== What you need to do ==
Return exactly the lines that run from the one with "of the cooler" to the last line of the entries below, both included, and nothing else.

■ ■ ■ ■

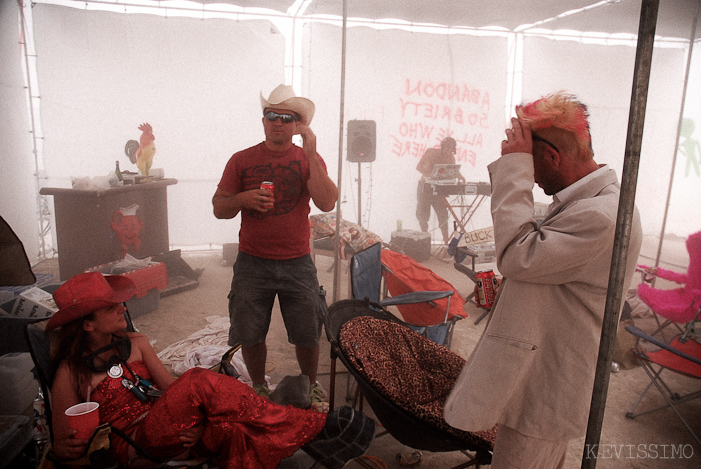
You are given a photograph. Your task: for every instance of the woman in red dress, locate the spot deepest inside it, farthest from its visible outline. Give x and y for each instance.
(202, 413)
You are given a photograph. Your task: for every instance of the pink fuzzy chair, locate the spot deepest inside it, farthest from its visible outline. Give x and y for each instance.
(679, 305)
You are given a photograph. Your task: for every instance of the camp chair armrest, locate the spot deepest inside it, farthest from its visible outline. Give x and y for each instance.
(416, 297)
(696, 294)
(636, 331)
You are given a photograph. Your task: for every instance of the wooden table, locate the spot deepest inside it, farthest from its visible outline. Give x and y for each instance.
(83, 231)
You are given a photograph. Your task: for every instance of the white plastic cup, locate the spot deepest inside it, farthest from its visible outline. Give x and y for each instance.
(85, 418)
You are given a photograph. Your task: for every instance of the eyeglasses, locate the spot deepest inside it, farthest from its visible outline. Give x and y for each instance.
(284, 118)
(97, 364)
(538, 138)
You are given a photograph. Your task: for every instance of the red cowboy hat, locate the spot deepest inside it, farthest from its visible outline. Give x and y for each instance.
(88, 292)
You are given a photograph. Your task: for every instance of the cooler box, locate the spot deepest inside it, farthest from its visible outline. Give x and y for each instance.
(149, 281)
(415, 244)
(12, 327)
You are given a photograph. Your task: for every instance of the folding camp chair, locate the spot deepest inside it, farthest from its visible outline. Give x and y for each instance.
(405, 378)
(428, 304)
(681, 355)
(679, 305)
(39, 342)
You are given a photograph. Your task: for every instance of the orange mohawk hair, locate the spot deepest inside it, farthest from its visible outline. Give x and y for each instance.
(562, 111)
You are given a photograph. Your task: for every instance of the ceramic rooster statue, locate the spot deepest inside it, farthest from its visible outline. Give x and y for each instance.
(144, 155)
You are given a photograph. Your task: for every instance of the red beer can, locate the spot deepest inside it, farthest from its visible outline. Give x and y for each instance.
(485, 288)
(268, 186)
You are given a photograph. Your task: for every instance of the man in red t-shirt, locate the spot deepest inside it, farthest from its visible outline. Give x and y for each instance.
(274, 254)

■ ■ ■ ■

== Result below ==
You are given a photograph. Your task: for every instance of the cooler box, locate the spot deepest inside it, farthest from its visible outline. Give x and y for each instance.
(149, 281)
(415, 244)
(12, 327)
You are given a photograph. Your task: for every instance of the folding camp chair, locate the spot deepest inside it, farthest from its visible outline. Give x and y for each instance.
(405, 378)
(428, 304)
(681, 355)
(679, 305)
(39, 342)
You are given a photograph. Your task: for every instance of the orange mohawk hair, locate the spot deepest inside it, farthest from its visible outline. Give x and y for each instance.
(562, 111)
You are given a photograph. Your task: for every instance of the ceramic rooster statue, locate the spot deepest inside it, farthest from its visible outline. Give x and y for each instance.
(144, 155)
You are given a photograph. Your task: for every instance of the red beer can, locate the spot deepest inside it, farthest from its visible outline. Give x and y for each instance.
(485, 288)
(268, 186)
You are given a photograph. Your task: for every instance of the man in red t-shirt, locate the spot deepest inside it, farthest from its visible outline. Give x and y for each instance.
(274, 254)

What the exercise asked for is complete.